··· Estratto della pagina
Sono convinto che don Claudio si sia meritata quella beatitudine riservata a chi sa attendere il Signore che viene e trova il suo servo che sta eseguendo quello che gli era stato comandato di fare: «Beato quel servo che il padrone, arrivando, troverà al suo lavoro». Ciò significa spendere tutte le nostre energie, sino all’ultimo respiro, per coloro che il Signore ci ha consegnato. Ciò vuol dire vivere con il cuore distaccato dai valori non definitivi, protesi al futuro, e in stato di vigilanza «perché il Figlio dell’uomo verrà nell’ora che non pensate». Ciò implica vivere come Don Bosco, con i piedi per terra, la mente al cielo e il cuore aperto a tutti.
 
Tanto la morte di don Claudio come la parola di Dio che la illumina vengono ad invitarci a rinnovare la fede e la gioia nella nostra vocazione, a vivere in attesa, mentre svolgiamo generosamente la missione di essere “segni e portatori dell’amore di Dio ai giovani”. Forse la domanda di Pietro ha anche senso quando si pensa alla vocazione e alla missione che ci è stata affidata.
 
L’attesa però sussiste solo come espressione della fede e dell’amore: si spera perché si ama, e si smette di attendere quando si è speso l’amore.
······
Compiti da svolgere |
A: Nell'estratto su don Claudio, in che modo si dice che bisogna vivere come Don Bosco?
B: Prosegui l'estratto su don Claudio partendo dopo la sua ultima frase.
Le righe che seguono non hanno alcun ruolo in questo lavoro.
··· Righe elencate
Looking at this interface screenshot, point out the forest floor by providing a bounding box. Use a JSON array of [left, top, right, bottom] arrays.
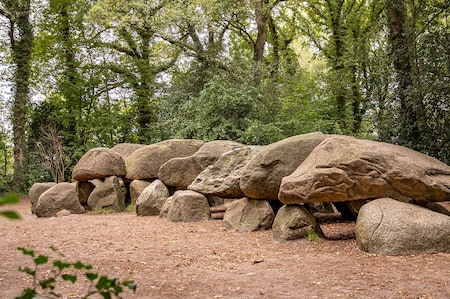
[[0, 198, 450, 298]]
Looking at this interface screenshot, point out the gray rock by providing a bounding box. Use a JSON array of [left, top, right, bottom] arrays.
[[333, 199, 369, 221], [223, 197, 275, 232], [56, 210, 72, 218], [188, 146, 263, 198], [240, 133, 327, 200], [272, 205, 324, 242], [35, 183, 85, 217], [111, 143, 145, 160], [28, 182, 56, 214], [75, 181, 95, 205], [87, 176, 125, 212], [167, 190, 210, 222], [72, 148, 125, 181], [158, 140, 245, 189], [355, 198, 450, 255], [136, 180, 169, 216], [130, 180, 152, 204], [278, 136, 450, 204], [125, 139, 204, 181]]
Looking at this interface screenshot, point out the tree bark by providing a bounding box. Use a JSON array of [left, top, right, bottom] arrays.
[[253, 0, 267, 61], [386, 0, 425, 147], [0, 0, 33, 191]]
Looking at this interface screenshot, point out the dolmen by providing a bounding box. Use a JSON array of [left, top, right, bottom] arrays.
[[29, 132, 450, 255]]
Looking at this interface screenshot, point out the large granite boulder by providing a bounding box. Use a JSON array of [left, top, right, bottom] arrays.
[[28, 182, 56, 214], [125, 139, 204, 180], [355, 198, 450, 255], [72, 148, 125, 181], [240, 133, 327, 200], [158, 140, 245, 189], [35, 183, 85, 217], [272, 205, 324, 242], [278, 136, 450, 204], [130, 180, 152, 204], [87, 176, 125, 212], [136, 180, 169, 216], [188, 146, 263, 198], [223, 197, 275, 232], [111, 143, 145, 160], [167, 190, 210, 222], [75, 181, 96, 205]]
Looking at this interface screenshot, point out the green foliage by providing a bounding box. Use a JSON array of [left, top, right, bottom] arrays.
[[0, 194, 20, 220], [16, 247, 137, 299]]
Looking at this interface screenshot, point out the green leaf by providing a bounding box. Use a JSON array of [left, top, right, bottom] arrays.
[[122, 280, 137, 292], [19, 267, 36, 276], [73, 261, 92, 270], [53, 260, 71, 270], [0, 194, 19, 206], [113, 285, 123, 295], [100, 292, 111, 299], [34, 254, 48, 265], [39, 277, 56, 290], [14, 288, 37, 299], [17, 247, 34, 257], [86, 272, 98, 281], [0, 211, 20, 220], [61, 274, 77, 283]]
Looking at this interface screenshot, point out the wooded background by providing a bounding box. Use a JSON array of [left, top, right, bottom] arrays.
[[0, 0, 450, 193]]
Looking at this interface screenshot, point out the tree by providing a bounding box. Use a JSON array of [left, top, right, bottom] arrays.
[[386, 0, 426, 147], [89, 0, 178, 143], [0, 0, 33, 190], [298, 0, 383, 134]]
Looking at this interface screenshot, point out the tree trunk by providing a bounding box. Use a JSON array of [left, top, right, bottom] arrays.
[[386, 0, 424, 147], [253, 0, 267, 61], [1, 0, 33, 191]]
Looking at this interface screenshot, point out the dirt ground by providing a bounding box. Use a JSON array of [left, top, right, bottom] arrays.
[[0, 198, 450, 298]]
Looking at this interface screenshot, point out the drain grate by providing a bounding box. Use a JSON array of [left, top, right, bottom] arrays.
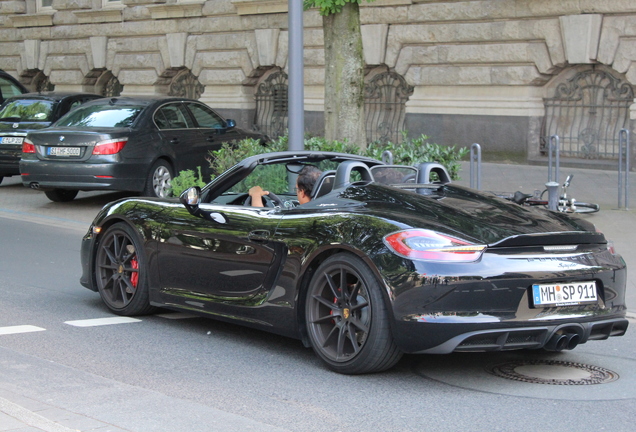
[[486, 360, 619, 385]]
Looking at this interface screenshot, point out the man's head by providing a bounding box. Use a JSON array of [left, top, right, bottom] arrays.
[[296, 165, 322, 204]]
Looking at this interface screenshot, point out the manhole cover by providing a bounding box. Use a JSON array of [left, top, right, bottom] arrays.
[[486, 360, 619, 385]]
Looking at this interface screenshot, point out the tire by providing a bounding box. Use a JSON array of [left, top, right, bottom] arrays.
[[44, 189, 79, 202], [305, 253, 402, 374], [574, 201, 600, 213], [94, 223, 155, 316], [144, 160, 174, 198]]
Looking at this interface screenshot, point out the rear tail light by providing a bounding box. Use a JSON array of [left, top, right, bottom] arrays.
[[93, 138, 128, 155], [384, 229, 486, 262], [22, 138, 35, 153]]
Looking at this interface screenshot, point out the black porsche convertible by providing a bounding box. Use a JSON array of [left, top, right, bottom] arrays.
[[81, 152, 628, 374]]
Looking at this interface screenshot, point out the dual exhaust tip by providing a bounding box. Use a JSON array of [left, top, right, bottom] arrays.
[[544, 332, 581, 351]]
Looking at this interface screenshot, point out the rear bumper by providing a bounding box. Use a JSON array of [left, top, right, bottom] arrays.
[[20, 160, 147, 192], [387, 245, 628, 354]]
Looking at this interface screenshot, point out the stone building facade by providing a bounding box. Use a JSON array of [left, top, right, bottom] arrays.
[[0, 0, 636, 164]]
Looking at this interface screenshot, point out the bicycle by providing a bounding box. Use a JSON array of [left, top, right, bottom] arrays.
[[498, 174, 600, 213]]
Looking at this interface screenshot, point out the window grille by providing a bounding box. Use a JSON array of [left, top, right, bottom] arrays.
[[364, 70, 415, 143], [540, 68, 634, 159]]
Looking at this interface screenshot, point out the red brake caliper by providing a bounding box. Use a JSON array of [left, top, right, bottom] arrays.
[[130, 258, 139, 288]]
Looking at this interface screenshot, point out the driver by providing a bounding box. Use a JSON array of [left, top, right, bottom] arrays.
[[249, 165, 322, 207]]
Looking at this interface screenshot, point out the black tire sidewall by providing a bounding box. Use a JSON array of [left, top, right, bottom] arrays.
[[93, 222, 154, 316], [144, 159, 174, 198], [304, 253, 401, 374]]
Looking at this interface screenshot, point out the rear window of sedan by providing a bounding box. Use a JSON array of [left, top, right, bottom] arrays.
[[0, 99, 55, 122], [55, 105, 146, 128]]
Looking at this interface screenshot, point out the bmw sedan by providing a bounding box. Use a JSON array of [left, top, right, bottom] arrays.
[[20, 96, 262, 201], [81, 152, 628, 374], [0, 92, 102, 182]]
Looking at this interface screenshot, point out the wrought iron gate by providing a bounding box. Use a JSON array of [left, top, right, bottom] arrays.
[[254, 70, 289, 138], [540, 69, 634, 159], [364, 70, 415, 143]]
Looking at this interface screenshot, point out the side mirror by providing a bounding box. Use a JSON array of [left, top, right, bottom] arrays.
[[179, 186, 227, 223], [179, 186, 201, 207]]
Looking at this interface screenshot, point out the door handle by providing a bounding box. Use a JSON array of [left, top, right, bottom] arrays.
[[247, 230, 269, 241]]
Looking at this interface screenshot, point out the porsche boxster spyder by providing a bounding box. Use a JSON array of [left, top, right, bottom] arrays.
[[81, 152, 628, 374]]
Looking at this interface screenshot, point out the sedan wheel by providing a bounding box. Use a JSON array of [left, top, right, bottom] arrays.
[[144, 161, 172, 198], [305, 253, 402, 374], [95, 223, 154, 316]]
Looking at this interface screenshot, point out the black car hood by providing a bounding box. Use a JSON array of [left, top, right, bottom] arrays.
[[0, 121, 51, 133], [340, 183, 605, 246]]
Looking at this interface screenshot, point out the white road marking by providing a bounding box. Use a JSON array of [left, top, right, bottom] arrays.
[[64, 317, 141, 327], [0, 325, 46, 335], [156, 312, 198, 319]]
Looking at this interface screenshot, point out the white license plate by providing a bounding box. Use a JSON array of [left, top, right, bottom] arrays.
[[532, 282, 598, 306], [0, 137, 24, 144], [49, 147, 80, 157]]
······
Risultati finali |
A: Con i piedi per terra, la mente al cielo e il cuore aperto a tutti.

B:
 
Su questa linea si muove il meraviglioso brano della lettera agli Ebrei, che esalta la fede di Abramo in quanto aperta al futuro della realizzazione delle promesse: tutto per lui è da attendere e da verificare. Dio gli ha promesso una terra, ma i suoi discendenti la possederanno soltanto dopo circa 700 anni; Dio gli ha promesso un figlio quando sia lui che la moglie Sara non possono più averlo e, una volta ottenuto, glielo chiede addirittura in sacrificio! Una fede dunque, quella di Abramo, senz’altra garanzia che la “promessa” di Dio e la capacità del grande Patriarca di saper attendere con pazienza il maturarsi lento e silenzioso degli eventi, come la lenta crescita del chicco di frumento.
 
È commovente e pieno di pathos questo gesto di Abramo e dei Patriarchi che “salutano da lontano…” i beni promessi da Dio, avviandosi, per conto proprio, verso la patria vera, cioè quella celeste, “il cui architetto e costruttore è Dio stesso”. La “terra promessa” non era per loro che il simbolo di una patria più grande, che stava davanti, che stava oltre e spingeva a credere, a sperare, ad attendere ancora. È la nostalgia del futuro, il senso dell’attesa del non-compiuto, che Abramo esprime nella forma più acuta e paradigmatica. È la motivazione di Don Bosco che diceva “un pezzo di paradiso aggiusta tutto”.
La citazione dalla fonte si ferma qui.